**Assigned task:**
This task calls for the complete listing below, reproduced exactly.
--- Task material Enclosed Below ---
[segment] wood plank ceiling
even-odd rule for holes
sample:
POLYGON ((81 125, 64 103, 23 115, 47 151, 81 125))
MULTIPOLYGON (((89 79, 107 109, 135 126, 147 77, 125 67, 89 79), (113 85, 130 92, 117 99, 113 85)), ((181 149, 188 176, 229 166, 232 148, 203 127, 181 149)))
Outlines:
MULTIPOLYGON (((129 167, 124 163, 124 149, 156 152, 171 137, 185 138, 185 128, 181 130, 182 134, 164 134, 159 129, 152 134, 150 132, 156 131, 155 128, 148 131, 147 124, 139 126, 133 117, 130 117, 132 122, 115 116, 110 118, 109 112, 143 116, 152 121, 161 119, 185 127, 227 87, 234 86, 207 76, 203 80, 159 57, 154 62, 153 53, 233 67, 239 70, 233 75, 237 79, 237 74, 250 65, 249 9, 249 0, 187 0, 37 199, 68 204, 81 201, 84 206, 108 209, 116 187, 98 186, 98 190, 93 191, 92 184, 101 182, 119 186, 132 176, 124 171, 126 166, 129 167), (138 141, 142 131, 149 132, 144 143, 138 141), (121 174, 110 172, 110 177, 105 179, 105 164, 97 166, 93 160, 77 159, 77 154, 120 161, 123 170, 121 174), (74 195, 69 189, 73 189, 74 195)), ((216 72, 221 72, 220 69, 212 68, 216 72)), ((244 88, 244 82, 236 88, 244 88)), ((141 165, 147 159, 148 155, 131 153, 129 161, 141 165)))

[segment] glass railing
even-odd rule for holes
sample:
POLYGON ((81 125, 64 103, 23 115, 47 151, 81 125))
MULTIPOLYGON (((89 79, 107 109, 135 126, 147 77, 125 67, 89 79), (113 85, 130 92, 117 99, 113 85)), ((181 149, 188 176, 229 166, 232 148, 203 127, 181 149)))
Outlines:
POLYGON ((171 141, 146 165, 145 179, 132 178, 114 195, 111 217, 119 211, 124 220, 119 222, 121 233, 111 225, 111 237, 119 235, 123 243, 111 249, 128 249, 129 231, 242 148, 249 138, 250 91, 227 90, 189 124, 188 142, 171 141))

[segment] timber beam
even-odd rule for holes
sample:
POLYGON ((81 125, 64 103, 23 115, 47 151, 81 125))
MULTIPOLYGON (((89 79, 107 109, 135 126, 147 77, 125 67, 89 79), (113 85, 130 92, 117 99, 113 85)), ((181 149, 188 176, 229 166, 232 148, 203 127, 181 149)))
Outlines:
--- End of Enclosed Task material ---
**Written solution:**
[segment] wood plank ceiling
even-odd rule for holes
sample:
POLYGON ((81 125, 64 103, 23 115, 47 151, 81 125))
MULTIPOLYGON (((89 79, 107 109, 135 126, 147 77, 125 67, 89 79), (113 85, 130 92, 117 99, 113 85)), ((181 149, 188 176, 229 166, 232 148, 203 127, 181 149)))
Outlines:
MULTIPOLYGON (((129 167, 124 163, 124 149, 156 152, 171 137, 185 138, 185 128, 181 130, 182 134, 164 134, 159 129, 152 134, 150 132, 156 131, 155 128, 148 131, 147 124, 139 126, 133 117, 130 117, 132 122, 115 116, 110 118, 109 112, 143 116, 152 121, 161 119, 185 127, 227 87, 234 86, 207 76, 203 80, 159 57, 154 62, 153 53, 233 67, 239 70, 233 75, 237 79, 237 74, 250 65, 249 9, 249 0, 187 0, 37 199, 68 204, 81 201, 84 206, 108 209, 116 187, 98 186, 98 190, 93 191, 92 184, 101 182, 119 186, 132 176, 124 171, 126 166, 129 167), (138 141, 142 131, 149 132, 144 143, 138 141), (121 174, 110 172, 110 177, 105 179, 105 164, 97 166, 93 160, 77 159, 77 154, 120 161, 123 170, 121 174), (74 195, 69 189, 73 189, 74 195)), ((216 72, 221 72, 220 69, 212 68, 216 72)), ((244 88, 244 82, 236 88, 244 88)), ((141 165, 147 159, 148 155, 131 153, 129 161, 141 165)))

[segment] glass railing
even-odd rule for holes
sample:
POLYGON ((81 125, 64 103, 23 115, 47 151, 81 125))
MULTIPOLYGON (((89 79, 107 109, 135 126, 147 77, 125 67, 89 79), (113 85, 130 92, 117 99, 113 85)), ((181 149, 188 176, 229 166, 232 148, 203 127, 181 149)))
Outlines:
POLYGON ((171 141, 146 165, 145 179, 132 178, 114 195, 111 217, 119 211, 124 220, 119 222, 121 233, 111 225, 111 237, 119 235, 123 243, 111 249, 128 249, 129 231, 242 148, 249 138, 250 91, 227 90, 189 124, 188 142, 171 141))

[segment] timber beam
even-odd rule for holes
sample:
POLYGON ((81 125, 64 103, 23 115, 47 151, 81 125))
MULTIPOLYGON (((89 79, 107 109, 135 126, 147 77, 125 67, 89 79), (113 85, 130 92, 117 99, 113 85)), ((181 149, 188 176, 229 166, 232 148, 203 127, 181 149)))
Outlines:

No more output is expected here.